Recast the lines from the one containing "If you could mark the metal fence" through the end of the records, inclusive, as a Markdown table with the columns Row and Line. Number each row and leave out any blank lines.

** Begin **

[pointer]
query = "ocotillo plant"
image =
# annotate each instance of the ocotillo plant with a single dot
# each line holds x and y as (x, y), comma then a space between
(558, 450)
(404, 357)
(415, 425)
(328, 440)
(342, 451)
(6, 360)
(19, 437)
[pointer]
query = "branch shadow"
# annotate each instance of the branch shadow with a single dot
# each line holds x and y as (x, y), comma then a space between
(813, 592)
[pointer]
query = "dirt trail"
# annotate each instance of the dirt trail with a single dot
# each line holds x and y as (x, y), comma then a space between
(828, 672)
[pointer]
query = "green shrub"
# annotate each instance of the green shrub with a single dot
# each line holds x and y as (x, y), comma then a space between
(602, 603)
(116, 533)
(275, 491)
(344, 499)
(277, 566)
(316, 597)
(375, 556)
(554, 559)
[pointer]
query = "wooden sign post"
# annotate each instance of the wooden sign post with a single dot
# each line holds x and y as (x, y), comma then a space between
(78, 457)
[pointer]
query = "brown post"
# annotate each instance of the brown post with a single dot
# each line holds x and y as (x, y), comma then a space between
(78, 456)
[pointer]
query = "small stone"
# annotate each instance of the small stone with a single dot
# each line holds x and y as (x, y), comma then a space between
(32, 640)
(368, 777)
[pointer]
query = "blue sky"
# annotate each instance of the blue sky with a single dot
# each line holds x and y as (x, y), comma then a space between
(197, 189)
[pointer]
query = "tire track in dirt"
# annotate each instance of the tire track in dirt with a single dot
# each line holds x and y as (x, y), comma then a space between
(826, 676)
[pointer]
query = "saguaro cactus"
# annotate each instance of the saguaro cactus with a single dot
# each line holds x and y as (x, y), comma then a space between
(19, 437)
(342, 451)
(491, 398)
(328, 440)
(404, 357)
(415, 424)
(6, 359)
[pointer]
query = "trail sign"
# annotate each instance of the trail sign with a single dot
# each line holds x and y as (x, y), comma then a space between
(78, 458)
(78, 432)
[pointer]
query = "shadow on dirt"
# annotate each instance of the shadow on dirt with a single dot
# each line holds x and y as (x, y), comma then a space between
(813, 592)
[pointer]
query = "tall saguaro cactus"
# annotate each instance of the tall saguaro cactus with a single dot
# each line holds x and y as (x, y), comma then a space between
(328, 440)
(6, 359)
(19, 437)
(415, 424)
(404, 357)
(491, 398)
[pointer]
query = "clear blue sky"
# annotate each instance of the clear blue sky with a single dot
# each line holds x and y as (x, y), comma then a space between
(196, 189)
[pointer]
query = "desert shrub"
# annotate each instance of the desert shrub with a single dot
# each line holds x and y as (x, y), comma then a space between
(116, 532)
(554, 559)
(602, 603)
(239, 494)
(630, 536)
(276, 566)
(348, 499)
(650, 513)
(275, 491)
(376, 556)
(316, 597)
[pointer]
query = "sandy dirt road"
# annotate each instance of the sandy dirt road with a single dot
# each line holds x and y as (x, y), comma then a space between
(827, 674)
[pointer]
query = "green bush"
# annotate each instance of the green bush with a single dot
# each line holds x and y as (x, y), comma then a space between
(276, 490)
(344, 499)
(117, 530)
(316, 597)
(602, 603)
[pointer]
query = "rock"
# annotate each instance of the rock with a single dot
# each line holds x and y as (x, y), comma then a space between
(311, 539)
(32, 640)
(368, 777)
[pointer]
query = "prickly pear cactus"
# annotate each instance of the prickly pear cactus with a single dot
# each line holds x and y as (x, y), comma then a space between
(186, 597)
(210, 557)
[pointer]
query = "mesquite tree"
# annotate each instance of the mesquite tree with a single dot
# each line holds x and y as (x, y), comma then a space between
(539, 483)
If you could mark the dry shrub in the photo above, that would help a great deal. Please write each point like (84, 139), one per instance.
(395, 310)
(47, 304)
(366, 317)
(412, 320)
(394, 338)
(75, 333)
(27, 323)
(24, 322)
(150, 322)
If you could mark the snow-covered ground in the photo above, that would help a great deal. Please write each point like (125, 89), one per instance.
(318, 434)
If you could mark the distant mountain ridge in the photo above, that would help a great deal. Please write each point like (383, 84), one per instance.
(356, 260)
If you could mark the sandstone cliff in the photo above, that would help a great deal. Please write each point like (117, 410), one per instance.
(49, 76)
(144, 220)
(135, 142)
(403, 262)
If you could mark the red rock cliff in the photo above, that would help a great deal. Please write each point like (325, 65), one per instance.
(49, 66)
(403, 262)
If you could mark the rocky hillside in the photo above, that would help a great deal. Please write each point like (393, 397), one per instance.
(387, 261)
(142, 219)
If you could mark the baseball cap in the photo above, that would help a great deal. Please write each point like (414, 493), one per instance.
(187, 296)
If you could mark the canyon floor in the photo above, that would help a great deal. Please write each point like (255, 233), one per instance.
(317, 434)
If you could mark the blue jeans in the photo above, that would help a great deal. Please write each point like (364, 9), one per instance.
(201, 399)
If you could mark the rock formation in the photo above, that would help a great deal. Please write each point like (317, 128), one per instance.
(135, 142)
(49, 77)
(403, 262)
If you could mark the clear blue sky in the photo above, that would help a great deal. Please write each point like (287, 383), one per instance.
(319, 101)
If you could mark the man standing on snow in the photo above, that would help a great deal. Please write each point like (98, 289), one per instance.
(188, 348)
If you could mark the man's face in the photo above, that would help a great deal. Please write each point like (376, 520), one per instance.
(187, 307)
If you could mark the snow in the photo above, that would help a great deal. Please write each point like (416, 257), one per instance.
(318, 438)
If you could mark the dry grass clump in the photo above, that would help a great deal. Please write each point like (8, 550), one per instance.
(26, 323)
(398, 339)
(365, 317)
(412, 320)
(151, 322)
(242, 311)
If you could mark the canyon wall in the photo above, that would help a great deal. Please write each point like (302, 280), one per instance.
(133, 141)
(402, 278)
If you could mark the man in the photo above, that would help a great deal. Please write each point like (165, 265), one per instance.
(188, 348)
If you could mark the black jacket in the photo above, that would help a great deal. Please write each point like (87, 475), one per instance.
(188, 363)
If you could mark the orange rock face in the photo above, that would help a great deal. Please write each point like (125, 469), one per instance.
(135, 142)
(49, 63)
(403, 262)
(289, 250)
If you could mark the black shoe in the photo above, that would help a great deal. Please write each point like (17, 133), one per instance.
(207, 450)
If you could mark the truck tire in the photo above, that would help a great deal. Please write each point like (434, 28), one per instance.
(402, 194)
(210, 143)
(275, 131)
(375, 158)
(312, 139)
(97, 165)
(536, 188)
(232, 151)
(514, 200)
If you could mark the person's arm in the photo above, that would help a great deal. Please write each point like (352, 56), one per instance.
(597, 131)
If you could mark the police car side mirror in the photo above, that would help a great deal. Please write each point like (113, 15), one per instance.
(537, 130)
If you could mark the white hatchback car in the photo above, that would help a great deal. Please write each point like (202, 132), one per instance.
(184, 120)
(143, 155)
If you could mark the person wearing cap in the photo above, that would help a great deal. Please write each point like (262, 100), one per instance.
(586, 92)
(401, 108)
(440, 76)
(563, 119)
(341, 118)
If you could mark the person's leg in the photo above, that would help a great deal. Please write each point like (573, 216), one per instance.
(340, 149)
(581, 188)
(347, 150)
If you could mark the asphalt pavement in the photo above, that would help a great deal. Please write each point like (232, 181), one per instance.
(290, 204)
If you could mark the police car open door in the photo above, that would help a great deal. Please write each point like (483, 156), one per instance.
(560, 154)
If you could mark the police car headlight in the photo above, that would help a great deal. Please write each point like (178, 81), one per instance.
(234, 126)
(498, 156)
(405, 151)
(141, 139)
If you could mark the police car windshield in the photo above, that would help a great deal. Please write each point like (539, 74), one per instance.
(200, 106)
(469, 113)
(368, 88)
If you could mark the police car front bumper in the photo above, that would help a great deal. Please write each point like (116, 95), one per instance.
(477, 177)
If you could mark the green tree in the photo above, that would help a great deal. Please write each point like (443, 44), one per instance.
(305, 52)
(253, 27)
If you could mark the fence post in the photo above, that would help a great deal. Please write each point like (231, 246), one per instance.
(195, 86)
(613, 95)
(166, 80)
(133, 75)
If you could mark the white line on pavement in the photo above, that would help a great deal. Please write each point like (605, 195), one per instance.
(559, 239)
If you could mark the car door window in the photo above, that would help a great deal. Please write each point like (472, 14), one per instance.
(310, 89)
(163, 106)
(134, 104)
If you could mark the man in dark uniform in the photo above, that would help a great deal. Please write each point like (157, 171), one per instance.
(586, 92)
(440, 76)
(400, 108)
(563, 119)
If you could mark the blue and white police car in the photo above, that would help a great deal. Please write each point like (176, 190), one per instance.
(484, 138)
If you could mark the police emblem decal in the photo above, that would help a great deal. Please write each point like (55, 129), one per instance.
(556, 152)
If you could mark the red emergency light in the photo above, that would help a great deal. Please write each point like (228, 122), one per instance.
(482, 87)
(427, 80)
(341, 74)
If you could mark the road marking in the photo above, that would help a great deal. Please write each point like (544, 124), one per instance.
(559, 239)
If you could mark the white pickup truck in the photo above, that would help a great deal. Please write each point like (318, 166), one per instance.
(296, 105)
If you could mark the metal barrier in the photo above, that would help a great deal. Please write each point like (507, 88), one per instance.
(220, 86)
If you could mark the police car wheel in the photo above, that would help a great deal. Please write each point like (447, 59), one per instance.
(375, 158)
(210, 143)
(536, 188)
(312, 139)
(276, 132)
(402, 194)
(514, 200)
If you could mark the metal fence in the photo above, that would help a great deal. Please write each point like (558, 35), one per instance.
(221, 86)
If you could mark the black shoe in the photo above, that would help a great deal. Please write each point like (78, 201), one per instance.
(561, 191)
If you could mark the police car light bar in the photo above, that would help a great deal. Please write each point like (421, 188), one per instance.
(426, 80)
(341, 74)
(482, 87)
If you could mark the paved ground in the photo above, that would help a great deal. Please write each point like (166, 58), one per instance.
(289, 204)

** End **

**FINAL RESULT**
| Row | Line |
|---|---|
| 1 | If you could mark the metal fence in the photo above, that would help a great deal. Please write each point like (558, 35), one per instance. |
| 2 | (221, 86) |
| 3 | If you could mark the black shoe in the photo above, that would help a great deal. Please write each point like (78, 201), one per instance. |
| 4 | (561, 191) |
| 5 | If you could mark the police car light bar in the photo above, that would help a great deal. Please write each point like (421, 188), one per instance. |
| 6 | (426, 80) |
| 7 | (341, 74) |
| 8 | (482, 87) |
| 9 | If you could mark the paved ground in the photo above, that would help a great deal. Please write each point like (166, 58), one per instance. |
| 10 | (289, 204) |